In Westertimke haben Landwirte seit Mai eine Tankstelle für Biogas eröffnet. Betankt werden eigene Transport-Lkw sowie ein Traktor. Das Interesse von regionalen Firmen ist groß.

Ernst Schnackenberg (links) betankt den Biomethantraktor an der Schnelltanksäule.
Ernst Schnackenberg (links) betankt den Biomethantraktor an der Schnelltanksäule.© Hinrich Neumann

Sechs Lkw stehen in einer Reihe. Von jedem führt ein schwarzer Schlauch zu einer der drei Säulen am Rand der 1.700 m2 Asphaltfläche. Auf den ersten Blick könnte man meinen, hier würden E-Fahrzeuge mit Strom geladen. „Die Maschinen sind hier zur Nachtbetankung angeschlossen“, berichtet Magnus Sackmann von der Schnackenberg GmbH aus Westertimke bei Tarmstedt. Als Kraftstoff tanken die sechs jeweils 460 PS starken Maschinen der Marke Iveco Biomethan.

Die Sattelzugmaschinen gehören der Schnackenberg GmbH. Die Gesellschaft betreibt nicht nur eine Biogasanlage mit 1 MW, sondern übernimmt auch landwirtschaftliche Transportdienstleistungen. Dazu gehören Fahrten von Getreide, Stroh oder absepariertem Gärrest bis nach Sachsen-Anhalt. Die Lkw benötigen im Jahr rund 200.000 Liter Diesel.

DATEN ::
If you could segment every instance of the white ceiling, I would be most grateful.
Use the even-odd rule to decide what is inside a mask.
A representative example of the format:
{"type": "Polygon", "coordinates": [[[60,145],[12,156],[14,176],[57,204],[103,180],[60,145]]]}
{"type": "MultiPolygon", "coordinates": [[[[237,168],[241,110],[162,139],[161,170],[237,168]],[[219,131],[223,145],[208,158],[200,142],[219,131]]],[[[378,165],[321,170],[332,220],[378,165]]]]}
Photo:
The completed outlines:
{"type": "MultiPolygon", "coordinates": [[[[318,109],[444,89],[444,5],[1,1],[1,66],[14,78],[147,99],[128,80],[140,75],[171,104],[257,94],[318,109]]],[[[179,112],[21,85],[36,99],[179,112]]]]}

IHRE AUFGABEN ::
A – Beantworten Sie zum Text über die Biogastankstelle in Westertimke die folgenden Fragen:
(i) Seit wann gibt es die Tankstelle für Biogas?
(ii) Wie viel PS hat jede der sechs Maschinen von Iveco?
(iii) Wie viel Diesel benötigen die Lkw im Jahr?
B – Schreiben Sie aus dem Text über die Biogastankstelle den Abschnitt ab, der mit „In Westertimke haben“ beginnt und mit „regionalen Firmen ist groß.“ endet.
C – Setzen Sie den Text über die Biogastankstelle in Westertimke im Anschluss an seinen letzten Satz fort.

LÖSUNGEN ::
A –
(i) Seit Mai.
(ii) Jeweils 460 PS.
(iii) Rund 200.000 Liter.

B –
In Westertimke haben Landwirte seit Mai eine Tankstelle für Biogas eröffnet. Betankt werden eigene Transport-Lkw sowie ein Traktor. Das Interesse von regionalen Firmen ist groß.

C –
Die Herkunft des Gases

Vor rund zehn Jahren hatte sich Landwirt und Firmengründer Ernst Schnackenberg mit Biomethan als Kraftstoff beschäftigt. Er wollte damals schon eine Tankstelle errichten und das Gas aus seiner Biogasanlage verkaufen. „Damals war das aber nicht wirtschaftlich, Erdgas war im Vergleich zu Biomethan viel zu günstig“, sagt er.

Das hat sich geändert. Zum einen ist die Aufbereitungstechnik vom Biogas zum Biomethan mit dem Membranverfahren deutlich günstiger geworden. Zum anderen bestimmen nicht mehr nur die Gasproduktionskosten den Kraftstoffpreis, sondern vor allem die Erlöse der Treibhausminderungsquote (THG-Quote). Diese fällt – vereinfacht dargestellt – an, wenn ein Tankstellenbetreiber Biomethan in den Markt bringt. Diese Quote zur CO2-Einsparung kaufen Mineralölkonzerne, um damit ihrer Verpflichtung zur Senkung der Treibhausgasemissionen nachzukommen.

Die Schnackenberg GmbH kauft hierfür Biomethan vom freien Markt aus dem Gasnetz zu. „Wir haben Kontrakte für drei Jahre abgeschlossen und sind verpflichtet, eine bestimmte Menge an Gas pro Jahr abzunehmen“, erklärt Magnus Sackmann, der sich in der Gesellschaft um den kaufmännischen Bereich kümmert.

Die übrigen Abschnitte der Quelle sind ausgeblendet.